*WHAT TO DO*
All entries below need to be written out exactly, but without their pictures.

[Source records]
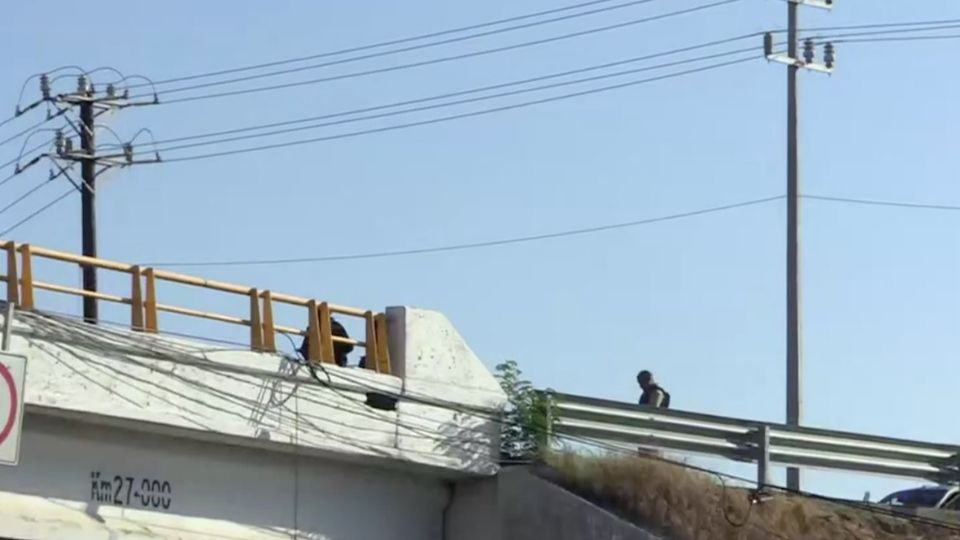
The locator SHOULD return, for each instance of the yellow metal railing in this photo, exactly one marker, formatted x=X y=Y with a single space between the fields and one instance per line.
x=144 y=307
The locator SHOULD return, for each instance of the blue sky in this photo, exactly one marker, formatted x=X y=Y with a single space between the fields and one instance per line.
x=699 y=301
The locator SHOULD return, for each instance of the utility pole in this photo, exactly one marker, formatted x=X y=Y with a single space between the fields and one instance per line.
x=88 y=195
x=794 y=388
x=93 y=163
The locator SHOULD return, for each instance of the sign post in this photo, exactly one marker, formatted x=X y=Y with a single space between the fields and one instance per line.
x=13 y=370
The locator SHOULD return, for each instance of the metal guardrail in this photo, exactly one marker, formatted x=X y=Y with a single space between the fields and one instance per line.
x=145 y=309
x=753 y=441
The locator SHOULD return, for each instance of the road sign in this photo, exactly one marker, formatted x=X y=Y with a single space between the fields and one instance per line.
x=13 y=370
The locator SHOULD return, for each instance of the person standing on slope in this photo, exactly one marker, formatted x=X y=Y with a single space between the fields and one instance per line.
x=653 y=395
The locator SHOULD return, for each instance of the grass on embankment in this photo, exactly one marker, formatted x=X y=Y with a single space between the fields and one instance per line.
x=681 y=504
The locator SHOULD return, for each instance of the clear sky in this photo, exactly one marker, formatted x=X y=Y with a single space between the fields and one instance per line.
x=700 y=301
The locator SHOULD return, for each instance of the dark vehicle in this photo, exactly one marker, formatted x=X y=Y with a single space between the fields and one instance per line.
x=944 y=497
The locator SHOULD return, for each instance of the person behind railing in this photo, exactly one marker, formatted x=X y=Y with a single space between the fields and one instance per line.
x=340 y=350
x=652 y=394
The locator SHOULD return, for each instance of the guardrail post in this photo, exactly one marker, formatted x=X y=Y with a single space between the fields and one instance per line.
x=383 y=349
x=268 y=330
x=13 y=277
x=326 y=334
x=136 y=299
x=150 y=304
x=313 y=332
x=373 y=361
x=763 y=457
x=256 y=328
x=26 y=277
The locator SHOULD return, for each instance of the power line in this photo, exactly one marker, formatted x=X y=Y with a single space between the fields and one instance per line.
x=499 y=420
x=464 y=92
x=416 y=64
x=374 y=45
x=884 y=203
x=405 y=49
x=447 y=104
x=36 y=213
x=892 y=39
x=875 y=25
x=887 y=32
x=548 y=236
x=475 y=245
x=481 y=112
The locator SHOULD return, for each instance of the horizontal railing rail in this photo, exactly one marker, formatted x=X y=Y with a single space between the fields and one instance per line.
x=145 y=308
x=752 y=441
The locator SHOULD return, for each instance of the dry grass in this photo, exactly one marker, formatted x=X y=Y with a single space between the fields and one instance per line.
x=685 y=505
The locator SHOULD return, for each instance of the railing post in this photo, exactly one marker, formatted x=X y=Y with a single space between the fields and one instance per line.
x=26 y=277
x=313 y=333
x=326 y=334
x=373 y=361
x=383 y=349
x=268 y=331
x=150 y=304
x=763 y=457
x=256 y=329
x=136 y=299
x=13 y=277
x=7 y=328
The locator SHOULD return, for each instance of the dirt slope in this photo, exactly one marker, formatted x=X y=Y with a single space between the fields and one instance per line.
x=684 y=505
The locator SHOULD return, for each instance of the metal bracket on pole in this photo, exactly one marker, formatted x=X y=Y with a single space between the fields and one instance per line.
x=822 y=4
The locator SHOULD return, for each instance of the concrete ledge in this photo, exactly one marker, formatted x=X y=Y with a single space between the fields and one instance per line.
x=154 y=383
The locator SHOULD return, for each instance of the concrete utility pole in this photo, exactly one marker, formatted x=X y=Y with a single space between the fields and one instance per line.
x=88 y=173
x=92 y=162
x=794 y=390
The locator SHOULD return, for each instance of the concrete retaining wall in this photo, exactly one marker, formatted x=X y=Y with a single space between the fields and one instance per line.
x=518 y=505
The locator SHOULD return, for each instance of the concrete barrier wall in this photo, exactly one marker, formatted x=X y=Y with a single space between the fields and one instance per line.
x=263 y=400
x=77 y=482
x=518 y=505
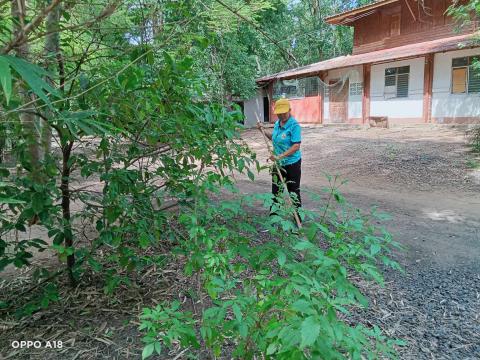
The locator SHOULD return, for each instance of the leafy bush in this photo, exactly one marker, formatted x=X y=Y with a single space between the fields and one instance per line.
x=286 y=297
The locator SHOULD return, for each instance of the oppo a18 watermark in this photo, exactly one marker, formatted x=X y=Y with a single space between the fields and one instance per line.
x=36 y=344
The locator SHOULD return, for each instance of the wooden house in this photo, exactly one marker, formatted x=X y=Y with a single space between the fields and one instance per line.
x=409 y=64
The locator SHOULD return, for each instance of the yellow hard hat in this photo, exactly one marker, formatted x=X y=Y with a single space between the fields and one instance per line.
x=281 y=106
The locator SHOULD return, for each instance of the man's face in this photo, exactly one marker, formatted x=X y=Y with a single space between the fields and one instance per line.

*EXERCISE RESULT*
The locator SHOULD return, for each instance of the yellow metal railing in this photo, exactly one marker, formatted x=X y=Y with a single space between the fields and one instance per line.
x=144 y=307
The locator SHOULD return, for each instance of the blue sky in this photo, exactly one marker, formatted x=X y=Y with a single space between the fields and one instance per line.
x=699 y=301
The locator SHOULD return, for each instance of the utility pole in this photo, exactly one marker, formatted x=X y=Y with a single space between the fields and one instance per line.
x=88 y=195
x=794 y=388
x=93 y=163
The locator SHOULD return, for each instance of the sign post in this photo, exactly one marker, formatted x=X y=Y with a single space between the fields and one instance per line.
x=13 y=370
The locator SHOULD return, for each instance of the metal guardrail in this photo, exactly one marker, formatted x=X y=Y with a single space between the fields and one instance per line.
x=145 y=309
x=753 y=441
The locator SHOULD return, for each instance of the road sign in this photo, exactly one marker, formatted x=X y=Y with a single space between the fields and one instance per line.
x=13 y=370
The locator SHOULD return, for each instance of the person standing on slope in this photo, exactly one marker, formatted x=X y=Y with a single space between the fields and one instance per line.
x=653 y=395
The locator SHOULD return, for each instance of the grass on embankment in this photo, exactly one marker, formatted x=X y=Y with a single space between the fields and one instance per line.
x=681 y=504
The locator SHOULD return, for each instance of the clear sky in this photo, exactly one marker, formatted x=X y=Y with a single space between the fields and one instance per line.
x=700 y=301
The locator SHOULD return, for each instance of the dark vehicle in this photo, exactly one marker, formatted x=X y=Y with a single space between the fields and one instance per line.
x=944 y=497
The locator SHOULD return, for each instance of the person behind railing in this photo, exactly one marker, formatted x=X y=Y with a single space between the fields and one instance per line.
x=340 y=350
x=652 y=394
The locator SHOULD return, for each instance of the guardrail post in this photo, exactly one marker, formatted x=X y=Y with a single space between the fields and one instance per line.
x=383 y=349
x=268 y=330
x=13 y=277
x=326 y=334
x=136 y=299
x=150 y=304
x=313 y=332
x=373 y=361
x=763 y=457
x=256 y=328
x=26 y=277
The locator SHOULD return, for each instance of the power line in this photo, exactly one marker, formatted x=X y=Y with a single space between the fields and one instance per line.
x=499 y=420
x=464 y=92
x=416 y=64
x=374 y=45
x=884 y=203
x=405 y=49
x=447 y=104
x=36 y=213
x=892 y=39
x=875 y=25
x=887 y=32
x=548 y=236
x=475 y=245
x=481 y=112
The locator SHOULD return, for each instance of the horizontal railing rail in this photo, exactly one marker, formatted x=X y=Y with a single space between the fields and one instance per line.
x=145 y=308
x=752 y=441
The locator SHOULD return, for each instance of the dry grass in this photo, exactly one marker, formatted x=X y=Y with a single space between the fields and one instance per line.
x=685 y=505
The locator SHOULD return, for each instance of the railing post in this photo, exactly one marker, formatted x=X y=Y with a single space between the fields and one instance per line.
x=26 y=277
x=313 y=333
x=326 y=334
x=373 y=361
x=383 y=349
x=268 y=331
x=150 y=304
x=763 y=457
x=256 y=329
x=136 y=299
x=13 y=277
x=7 y=328
The locator SHOULD return, for each instance of the dirt slope in this photo, exactly one marker, formatted x=X y=Y with a single space between the fields and one instance per line.
x=684 y=505
The locator SHOULD return, for each instance of the metal bracket on pole in this photo, exactly one marker, formatted x=X y=Y with a single space between the fields and one instance per line.
x=822 y=4
The locator SHOULD return, for each instance of the concrete ledge in this photo, exactly one marker, formatted x=X y=Y with a single space between the fields and one instance per line.
x=154 y=383
The locator SHOULD return, for each instance of the concrete utility pole in this photo, exactly one marker, formatted x=X y=Y with a single space between the fields and one instance per line.
x=88 y=173
x=92 y=162
x=794 y=390
The locator SHOULD return, for each instance of the concrete retaining wall in this photo, exactly one marker, formatted x=X y=Y with a single space between the fields and one instance per line.
x=518 y=505
The locator SHOULD return, for each instance of the concrete barrier wall in this photo, exactly one marker, formatted x=X y=Y with a single space between the fields and one instance per line.
x=263 y=400
x=77 y=482
x=518 y=505
The locator SHOULD return, for each instance of the leafy bush in this photo, exactly one marker, formatted x=X y=Y with a single space between the fields and one instance per line.
x=286 y=297
The locator SHOULD return, for each instance of the oppo a18 watermark in this photo, exactly one marker, formatted x=X y=Y with a single space between the fields and one instance per line.
x=36 y=344
The locator SHOULD return, for each instance of the wooden house in this photo, exactly one marker, formatted x=X y=Y with a single space between the fields and one instance per line.
x=409 y=64
The locator SHOULD return, for each instance of the yellow hard hat in this photo, exactly one marker, formatted x=X y=Y with a single space between the fields and one instance per line.
x=281 y=106
The locator SHOULD return, for each instance of the man's face in this photo, exactly one marker, formatted x=X y=Y with a single space between the fields and one instance per line.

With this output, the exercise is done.